Hands-On Astronomy Teacher Training Conference

Last week the Faulkes Telescope Project took part in the "Hands-on Astronomy" four-day teacher training event at Cardiff University.

The conference was run in collaboration with our partners at Cardiff University, the National School’s Observatory and the National Science Learning Centre and focussed on training UK and European teachers on how they can apply astronomy in their classroom as an engaging and exciting theme for teaching the curriculum.

The four-day conference was divided into two main themes. On Monday and Tuesday, the presentations focussed on the Solar System and Space Missions, continuing on Wednesday and Thursday with Stars, Galaxies and Cosmology.

On Tuesday, the FT team opened with demonstrations of the Nebraska Astronomy Applet Project, an innovative project that provides online laboratories with accompanying background material, teacher guides and student worksheets making them great activities to base a lesson around with all the material packaged and ready to go!

> [TASKS TO CARRY OUT]
A. According to the conference report, where was the four-day teacher training event held?
B. From the conference report, print the passage starting with "Last week the" and going on through "Galaxies and Cosmology.".

> [SUPPLIED MATERIAL]
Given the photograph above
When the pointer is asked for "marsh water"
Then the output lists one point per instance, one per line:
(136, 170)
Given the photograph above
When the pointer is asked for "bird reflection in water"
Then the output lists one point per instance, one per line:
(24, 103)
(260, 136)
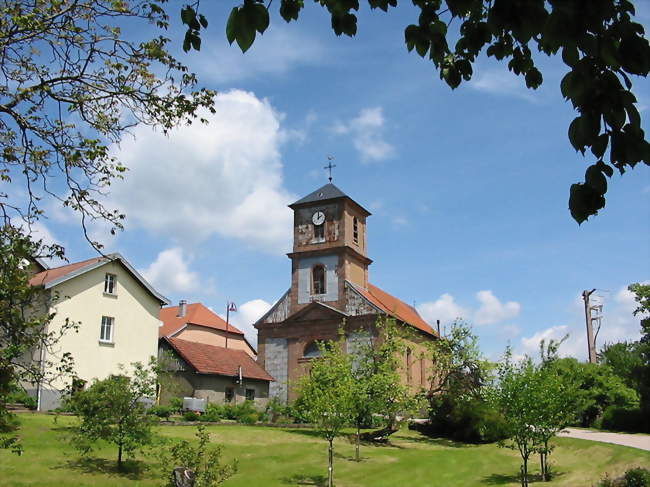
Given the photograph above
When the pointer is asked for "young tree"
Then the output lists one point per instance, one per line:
(113, 410)
(603, 49)
(23, 323)
(515, 395)
(201, 464)
(327, 395)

> [ANSWERS PER TASK]
A. At Cardiff University.

B.
Last week the Faulkes Telescope Project took part in the "Hands-on Astronomy" four-day teacher training event at Cardiff University.

The conference was run in collaboration with our partners at Cardiff University, the National School’s Observatory and the National Science Learning Centre and focussed on training UK and European teachers on how they can apply astronomy in their classroom as an engaging and exciting theme for teaching the curriculum.

The four-day conference was divided into two main themes. On Monday and Tuesday, the presentations focussed on the Solar System and Space Missions, continuing on Wednesday and Thursday with Stars, Galaxies and Cosmology.